# DATASET EXTRACT start
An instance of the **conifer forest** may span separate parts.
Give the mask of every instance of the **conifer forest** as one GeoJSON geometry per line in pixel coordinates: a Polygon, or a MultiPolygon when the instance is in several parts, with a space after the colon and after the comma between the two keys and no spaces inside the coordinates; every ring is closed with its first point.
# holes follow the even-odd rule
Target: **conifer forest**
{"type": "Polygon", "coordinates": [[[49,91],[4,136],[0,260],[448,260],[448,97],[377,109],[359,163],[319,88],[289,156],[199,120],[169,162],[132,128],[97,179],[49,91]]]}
# DATASET EXTRACT end
Write out every line of the data above again, requests included, and scale each pixel coordinate in the answers by 2.25. Round the results to whole numbers with halves rounded up, and leave every other number as it is.

> RESULT FOR THIS TASK
An instance of the **conifer forest** may span separate parts.
Give the mask of every instance of the **conifer forest** as one GeoJSON geometry per line in pixel coordinates: a Polygon, or a MultiPolygon when the instance is in several parts, with a space after the colon and after the comma between the two keys and no spaces inside the coordinates; every ring is closed with its first point.
# holes follow the even-odd rule
Target: **conifer forest**
{"type": "Polygon", "coordinates": [[[110,205],[9,306],[0,585],[1008,585],[1008,218],[848,245],[808,367],[718,198],[650,351],[448,270],[380,365],[297,288],[218,403],[110,205]]]}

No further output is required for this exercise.